* Consigne
Résumez en deux phrases la critique qui suit.

* Extrait retenu

March comes in like a lion Vol.1 - Actualité manga
March comes in like a lion Vol.1 - Manga

March comes in like a lion Vol.1 : Critiques

Sangatsu no Lion

Critique du volume manga

Publiée le Jeudi, 16 Février 2017

Déjà connue en France pour l'excellent Honey & Clover ou encore pour le character design original de l'animé Eden of the East, la talentueuse Chica Umino effectue, avec March comes in like a Lion, un retour longtemps attendu en France. En effet, l'oeuvre est en cours de parution au Japon depuis 2007, et c'est donc 10 ans après ses débuts, et huit ans et demi après la fin de Honey & Clover dans notre pays, que Kana nous propose enfin de la découvrir en langue française, non sans profiter de la diffusion actuellement de la très belle adaptation animée sur Wakanim. Timing parfait !

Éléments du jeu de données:
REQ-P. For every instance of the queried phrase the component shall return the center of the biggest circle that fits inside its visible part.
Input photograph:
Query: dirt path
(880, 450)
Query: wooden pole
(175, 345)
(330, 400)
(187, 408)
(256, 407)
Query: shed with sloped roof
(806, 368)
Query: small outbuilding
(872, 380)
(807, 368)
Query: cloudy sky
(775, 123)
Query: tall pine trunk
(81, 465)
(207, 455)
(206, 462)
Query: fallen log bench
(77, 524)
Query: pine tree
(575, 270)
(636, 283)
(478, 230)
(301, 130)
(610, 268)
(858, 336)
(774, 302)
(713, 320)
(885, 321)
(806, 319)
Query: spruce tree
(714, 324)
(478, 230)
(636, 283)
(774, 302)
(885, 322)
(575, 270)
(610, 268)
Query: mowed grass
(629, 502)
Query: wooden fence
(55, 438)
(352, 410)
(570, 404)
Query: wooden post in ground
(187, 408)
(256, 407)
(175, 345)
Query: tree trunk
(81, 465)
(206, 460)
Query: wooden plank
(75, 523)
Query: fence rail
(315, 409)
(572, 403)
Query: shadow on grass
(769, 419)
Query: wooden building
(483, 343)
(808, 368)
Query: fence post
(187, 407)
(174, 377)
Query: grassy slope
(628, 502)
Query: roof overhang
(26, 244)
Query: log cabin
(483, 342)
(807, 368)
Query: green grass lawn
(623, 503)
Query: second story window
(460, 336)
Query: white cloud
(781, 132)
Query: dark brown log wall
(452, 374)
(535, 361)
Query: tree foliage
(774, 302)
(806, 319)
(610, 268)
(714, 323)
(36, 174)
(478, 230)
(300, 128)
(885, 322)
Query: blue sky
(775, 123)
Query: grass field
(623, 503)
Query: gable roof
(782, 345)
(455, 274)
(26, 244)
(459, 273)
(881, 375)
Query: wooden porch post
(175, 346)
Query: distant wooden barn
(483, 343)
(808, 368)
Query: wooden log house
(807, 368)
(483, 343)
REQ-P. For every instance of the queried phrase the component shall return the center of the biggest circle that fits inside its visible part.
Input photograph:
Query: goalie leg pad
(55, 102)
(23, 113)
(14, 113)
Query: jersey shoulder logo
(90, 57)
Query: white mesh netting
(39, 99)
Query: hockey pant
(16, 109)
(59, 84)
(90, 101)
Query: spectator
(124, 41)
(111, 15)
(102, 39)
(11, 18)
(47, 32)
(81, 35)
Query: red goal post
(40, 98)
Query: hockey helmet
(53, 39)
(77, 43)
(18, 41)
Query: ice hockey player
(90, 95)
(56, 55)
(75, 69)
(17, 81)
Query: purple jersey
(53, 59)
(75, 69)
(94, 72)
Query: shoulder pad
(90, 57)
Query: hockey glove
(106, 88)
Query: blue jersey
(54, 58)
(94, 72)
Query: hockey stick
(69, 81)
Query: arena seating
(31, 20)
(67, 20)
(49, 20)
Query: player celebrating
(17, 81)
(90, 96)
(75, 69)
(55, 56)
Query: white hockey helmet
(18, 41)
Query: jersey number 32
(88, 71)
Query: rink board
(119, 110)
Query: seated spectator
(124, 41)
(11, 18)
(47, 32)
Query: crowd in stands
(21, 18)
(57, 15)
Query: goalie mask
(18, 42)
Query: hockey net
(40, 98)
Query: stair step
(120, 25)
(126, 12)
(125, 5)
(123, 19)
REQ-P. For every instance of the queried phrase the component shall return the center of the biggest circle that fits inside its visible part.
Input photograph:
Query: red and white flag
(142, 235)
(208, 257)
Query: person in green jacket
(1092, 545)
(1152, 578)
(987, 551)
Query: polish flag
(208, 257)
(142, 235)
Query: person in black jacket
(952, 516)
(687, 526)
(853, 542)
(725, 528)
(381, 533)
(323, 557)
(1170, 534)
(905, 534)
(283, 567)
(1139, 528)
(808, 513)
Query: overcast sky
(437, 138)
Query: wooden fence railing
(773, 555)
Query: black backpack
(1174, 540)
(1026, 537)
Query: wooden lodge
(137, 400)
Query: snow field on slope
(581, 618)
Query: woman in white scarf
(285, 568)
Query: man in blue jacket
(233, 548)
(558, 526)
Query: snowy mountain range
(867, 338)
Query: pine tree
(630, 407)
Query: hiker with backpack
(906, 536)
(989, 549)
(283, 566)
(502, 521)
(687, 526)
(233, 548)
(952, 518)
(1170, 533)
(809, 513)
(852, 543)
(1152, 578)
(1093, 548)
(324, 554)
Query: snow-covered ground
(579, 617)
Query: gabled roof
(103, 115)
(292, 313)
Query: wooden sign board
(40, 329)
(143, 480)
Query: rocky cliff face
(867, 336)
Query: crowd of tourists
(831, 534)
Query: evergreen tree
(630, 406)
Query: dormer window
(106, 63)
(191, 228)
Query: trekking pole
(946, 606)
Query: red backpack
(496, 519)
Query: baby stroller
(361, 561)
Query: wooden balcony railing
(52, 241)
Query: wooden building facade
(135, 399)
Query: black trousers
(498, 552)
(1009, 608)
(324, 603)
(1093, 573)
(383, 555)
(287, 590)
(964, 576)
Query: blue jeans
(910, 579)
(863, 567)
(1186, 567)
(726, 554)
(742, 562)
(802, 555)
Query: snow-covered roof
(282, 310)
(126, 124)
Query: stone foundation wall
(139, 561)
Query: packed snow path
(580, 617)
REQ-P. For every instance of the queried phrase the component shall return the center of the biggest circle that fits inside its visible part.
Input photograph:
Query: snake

* Réponse ci-dessous
Avec March comes in like a Lion, Chica Umino, déjà connue en France pour Honey & Clover et pour le character design de l'animé Eden of the East, fait un retour longtemps attendu dans le pays. En cours de parution au Japon depuis 2007, l'œuvre arrive en français chez Kana dix ans après ses débuts, au moment où sa très belle adaptation animée est diffusée sur Wakanim.